TASK GOAL:
The records that follow are to be transcribed in full, leaving out each picture.

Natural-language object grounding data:

******

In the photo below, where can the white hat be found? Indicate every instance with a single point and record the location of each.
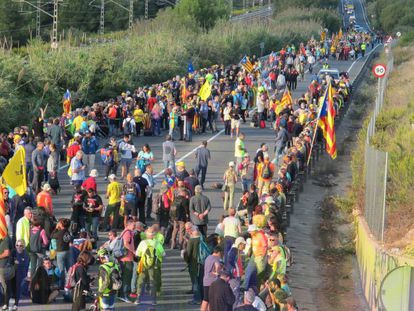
(46, 187)
(252, 228)
(93, 173)
(239, 240)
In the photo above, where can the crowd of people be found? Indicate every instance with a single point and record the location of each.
(243, 264)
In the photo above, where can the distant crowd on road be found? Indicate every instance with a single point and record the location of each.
(244, 263)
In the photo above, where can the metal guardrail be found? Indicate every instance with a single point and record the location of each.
(376, 167)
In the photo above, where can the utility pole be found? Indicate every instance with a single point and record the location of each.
(55, 24)
(39, 3)
(102, 19)
(131, 13)
(54, 16)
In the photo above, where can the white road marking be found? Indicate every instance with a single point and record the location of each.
(191, 152)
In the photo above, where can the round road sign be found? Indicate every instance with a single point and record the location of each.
(379, 70)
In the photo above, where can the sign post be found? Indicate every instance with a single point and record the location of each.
(379, 71)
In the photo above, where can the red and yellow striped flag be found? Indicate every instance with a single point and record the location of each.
(3, 226)
(327, 121)
(286, 99)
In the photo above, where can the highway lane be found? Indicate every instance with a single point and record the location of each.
(176, 282)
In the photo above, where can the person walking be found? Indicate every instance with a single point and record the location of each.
(202, 156)
(168, 153)
(39, 166)
(200, 207)
(220, 295)
(232, 230)
(61, 237)
(239, 150)
(77, 169)
(113, 194)
(143, 185)
(127, 261)
(148, 175)
(148, 253)
(212, 268)
(108, 272)
(89, 147)
(126, 149)
(230, 180)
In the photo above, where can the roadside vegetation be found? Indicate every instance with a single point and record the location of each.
(154, 51)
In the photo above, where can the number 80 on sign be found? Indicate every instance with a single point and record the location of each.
(379, 70)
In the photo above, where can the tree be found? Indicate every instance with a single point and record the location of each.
(13, 25)
(205, 13)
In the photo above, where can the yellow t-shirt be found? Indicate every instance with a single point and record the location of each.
(114, 190)
(138, 115)
(77, 122)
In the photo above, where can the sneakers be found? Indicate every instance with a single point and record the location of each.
(137, 301)
(124, 299)
(53, 296)
(133, 296)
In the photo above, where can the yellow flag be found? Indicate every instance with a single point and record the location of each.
(205, 91)
(15, 172)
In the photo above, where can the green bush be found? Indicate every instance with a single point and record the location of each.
(154, 51)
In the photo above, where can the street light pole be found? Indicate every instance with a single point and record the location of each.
(39, 3)
(55, 24)
(102, 19)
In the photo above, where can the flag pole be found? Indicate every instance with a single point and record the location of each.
(316, 127)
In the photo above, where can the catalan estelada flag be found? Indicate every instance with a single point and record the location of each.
(286, 99)
(246, 64)
(327, 121)
(3, 226)
(67, 102)
(205, 91)
(14, 174)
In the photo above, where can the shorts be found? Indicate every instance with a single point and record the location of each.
(205, 292)
(235, 123)
(126, 162)
(107, 302)
(130, 209)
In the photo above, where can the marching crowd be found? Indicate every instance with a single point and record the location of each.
(243, 264)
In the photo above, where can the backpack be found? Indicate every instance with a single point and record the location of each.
(288, 255)
(203, 251)
(148, 258)
(127, 127)
(35, 242)
(107, 156)
(118, 249)
(266, 171)
(70, 281)
(114, 275)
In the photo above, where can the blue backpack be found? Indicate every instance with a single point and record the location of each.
(203, 251)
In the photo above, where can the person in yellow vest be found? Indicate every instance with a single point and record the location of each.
(77, 122)
(139, 119)
(44, 199)
(239, 150)
(113, 193)
(363, 48)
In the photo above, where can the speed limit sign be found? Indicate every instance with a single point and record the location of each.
(379, 70)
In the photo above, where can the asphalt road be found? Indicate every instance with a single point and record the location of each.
(176, 282)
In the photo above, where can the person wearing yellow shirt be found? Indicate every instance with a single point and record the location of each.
(113, 193)
(77, 122)
(139, 119)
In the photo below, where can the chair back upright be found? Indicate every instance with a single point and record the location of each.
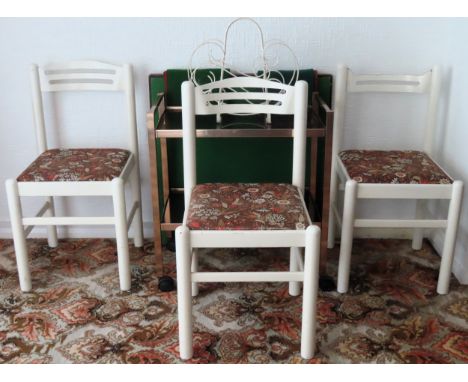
(243, 95)
(82, 76)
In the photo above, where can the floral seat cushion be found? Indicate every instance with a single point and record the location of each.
(378, 166)
(61, 165)
(246, 206)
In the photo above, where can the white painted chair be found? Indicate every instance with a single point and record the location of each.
(378, 174)
(240, 215)
(79, 172)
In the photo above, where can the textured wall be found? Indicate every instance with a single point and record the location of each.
(152, 45)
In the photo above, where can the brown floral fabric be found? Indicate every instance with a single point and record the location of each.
(376, 166)
(61, 165)
(246, 206)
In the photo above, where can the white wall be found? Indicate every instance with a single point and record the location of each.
(152, 45)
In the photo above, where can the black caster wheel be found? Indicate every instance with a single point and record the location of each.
(166, 284)
(326, 284)
(170, 245)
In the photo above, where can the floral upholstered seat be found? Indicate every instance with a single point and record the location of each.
(246, 206)
(378, 166)
(76, 165)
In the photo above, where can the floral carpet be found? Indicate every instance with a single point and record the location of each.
(76, 313)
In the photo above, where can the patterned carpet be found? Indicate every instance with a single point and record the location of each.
(77, 314)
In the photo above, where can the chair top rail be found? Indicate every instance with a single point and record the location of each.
(380, 83)
(81, 75)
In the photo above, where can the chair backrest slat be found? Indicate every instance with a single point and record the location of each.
(248, 92)
(82, 75)
(243, 95)
(388, 83)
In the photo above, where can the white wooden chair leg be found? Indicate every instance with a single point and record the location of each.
(194, 269)
(19, 238)
(138, 218)
(184, 293)
(121, 234)
(51, 229)
(294, 286)
(309, 304)
(418, 233)
(347, 235)
(450, 236)
(331, 215)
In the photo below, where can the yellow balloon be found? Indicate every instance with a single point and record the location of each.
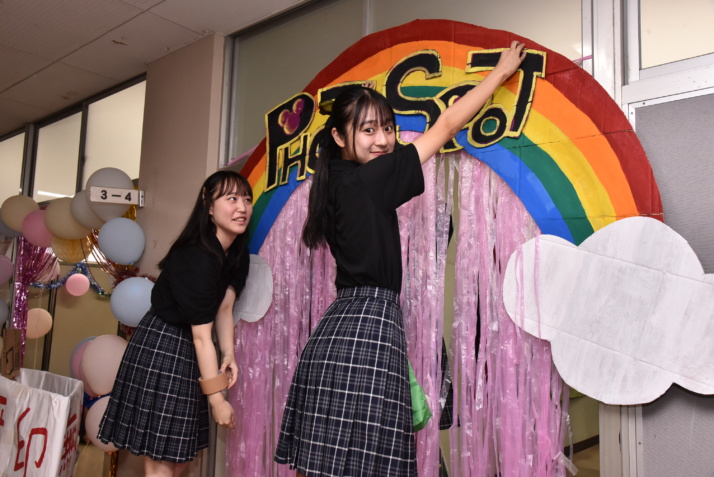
(60, 221)
(39, 323)
(71, 251)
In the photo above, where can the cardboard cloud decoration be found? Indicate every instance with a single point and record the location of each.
(628, 313)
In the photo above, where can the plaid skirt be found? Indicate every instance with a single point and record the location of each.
(156, 407)
(348, 411)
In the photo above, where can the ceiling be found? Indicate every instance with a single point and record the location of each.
(54, 54)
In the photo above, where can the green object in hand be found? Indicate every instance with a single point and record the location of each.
(420, 408)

******

TASK OUTPUT:
In the photo below, where can the white hat be found? Indicate every instance with a single point and record the location of each.
(46, 187)
(252, 228)
(93, 173)
(239, 240)
In the photo above, where can the crowd of people be found? Indicate every instance with a single point and record the location of each.
(243, 264)
In the photo above, where can the distant crowd on road be found? Indicate every instance with a single point and record the location of each.
(244, 263)
In the photo above, where can the metal guardrail be found? Indicate every instance with a single point and record the location of each.
(376, 167)
In the photo above, where can the utility pole be found? Indicate every instance with a single point and record the location of each.
(55, 24)
(39, 3)
(102, 19)
(131, 13)
(54, 16)
In the photo above, where can the white road marking be found? Indicate every instance with a single point and record the location of each.
(191, 152)
In the photo above, where can the round road sign be found? Indicate every instance with a single point and record the location of each.
(379, 70)
In the photo above, where can the sign post be found? Indicate every instance with a single point and record the location of each.
(379, 71)
In the photo above, where can the red and yellow striped flag be found? Indicate every instance with a single point and record the location of each.
(3, 226)
(327, 121)
(286, 99)
In the photo above, where can the highway lane be found? Indicate every instance with a single point and record the location of each.
(176, 282)
In the photo above, where can the person walking be found? Indicate every instance with a single point and record the location of each.
(202, 156)
(168, 153)
(39, 166)
(200, 207)
(220, 295)
(232, 230)
(61, 237)
(239, 150)
(77, 169)
(113, 194)
(143, 185)
(127, 261)
(148, 175)
(148, 253)
(212, 268)
(108, 272)
(89, 147)
(126, 149)
(230, 180)
In the photo above, where can the roadside vegetation be found? Indicate every instance with a single point and record the location of each.
(154, 51)
In the photo above, where can the number 80 on sign be found? Indicate every instance with a single point and record the location of each.
(379, 70)
In the photo above, where can the tree be found? Indicate every instance with a single point and record the location of each.
(13, 25)
(205, 13)
In the photo above, where can the yellow t-shirt be found? Indicate every instance with a single point and record the location of each.
(114, 190)
(138, 115)
(77, 122)
In the photo above, where can the sneakers be found? Indicate every instance with a single point and record the location of each.
(137, 301)
(124, 299)
(53, 296)
(133, 296)
In the photo above, where can the yellow flag be found? Indicate every instance with a single point and record the location of each.
(205, 91)
(15, 172)
In the photo above, where can the green bush be found? Indicate every instance with a single point and record the location of each.
(154, 51)
In the photo above, where can the street light pole be found? Indicate every instance with a single point and record the location of each.
(39, 3)
(55, 24)
(102, 19)
In the photo above, where can the flag pole be found? Indicate every instance with a single point and record the location of each.
(316, 127)
In the photo above, where can the catalan estelada flag be found? Indicate every instance with a single point and record the location of each.
(286, 99)
(246, 64)
(327, 121)
(3, 226)
(67, 102)
(205, 91)
(14, 174)
In the photo above, where can the shorts be found? Indicate every instance with a single point and record the location of each.
(205, 292)
(235, 123)
(126, 162)
(107, 302)
(130, 209)
In the photo above, where can the marching crowd be found? Indicate every instance with a single point and record the location of each.
(243, 264)
In the photo above, where can the backpack be found? Indicate every instance with a single point and record the location of each.
(288, 255)
(203, 251)
(148, 258)
(127, 127)
(35, 242)
(107, 156)
(118, 249)
(266, 171)
(70, 281)
(114, 275)
In the photo above, where can the blue backpack be found? Indicate every instance with a single point and record the location of each.
(203, 251)
In the photo above, where can the person in yellow vest be found? Indicate every instance with a single point and record the location of each.
(77, 122)
(139, 119)
(44, 199)
(239, 150)
(113, 193)
(363, 48)
In the photo above, where can the speed limit sign be found? Indicate every instance with a single point and record the location of each.
(379, 70)
In the photo above, where can the asphalt road be found? Indicate every instance with a single point and record the location of each.
(176, 282)
In the photo above, where can the person wearing yellow shirt be found? Indicate every instance with a single point and record the location of each.
(113, 193)
(77, 122)
(139, 119)
In the photo below, where can the chair back upright be found? Indicate every instance with a single point and record the location of each.
(243, 95)
(82, 76)
In the photo above, where can the floral seat cushion be found? Indicate every instance with a single point and record the location of each.
(378, 166)
(61, 165)
(246, 206)
In the photo above, where can the white painted chair be found? Indicate every instance with a single point and record the location of each.
(378, 174)
(240, 215)
(79, 172)
In the photo above, where can the textured wall be found? Indicate every instance with a single point and record the location of each.
(152, 45)
In the photo above, where can the brown floral fabric be found? Indicate every instance with a single point and record the location of each.
(376, 166)
(61, 165)
(246, 206)
In the photo above, where can the white wall be found? Indicate every instance with a single point and record the location of each.
(152, 45)
In the photo above, where can the black caster wheel be found? Indicate every instance with a single point and record the location of each.
(166, 284)
(326, 284)
(170, 245)
In the photo above, where can the floral upholstered seat be found? Indicate every instance with a single point and record the location of each.
(246, 206)
(378, 166)
(76, 165)
In the photo above, where can the floral carpet be found? Indicate every instance with a single point and record the location of each.
(76, 313)
In the photo above, where can the patterned carpet be found? Indicate every instance with a single point and record the location of each.
(77, 314)
In the photo above, where can the chair top rail be found? Indicate every instance with a single point and record the location of each.
(380, 83)
(81, 75)
In the photo above, where can the chair backrest slat be found? Indicate every instance with a single point and record the location of each.
(248, 92)
(82, 75)
(243, 95)
(388, 83)
In the photo above, where can the white wooden chair leg be found? Indicate every instance with a single point and record the location of each.
(194, 269)
(19, 238)
(138, 218)
(184, 293)
(121, 234)
(51, 229)
(294, 286)
(309, 304)
(418, 233)
(347, 235)
(450, 236)
(331, 215)
In the photo below, where can the yellow balloon be found? Indicate every instance with a single point and record the location of each.
(60, 221)
(39, 323)
(71, 251)
In the photo above, where can the cardboard cloud decoration be found? Indicate every instance with a single point and record the location of each.
(628, 313)
In the photo above, where can the plaid skirt be found? Indicate every instance with a single point and record the location of each.
(156, 407)
(348, 411)
In the photo above, where can the ceiling be found? Indicate every instance with a single point and record the location of each.
(54, 54)
In the photo above, where can the green object in hand be found? Indicate every instance with a single point and record the location of each.
(420, 408)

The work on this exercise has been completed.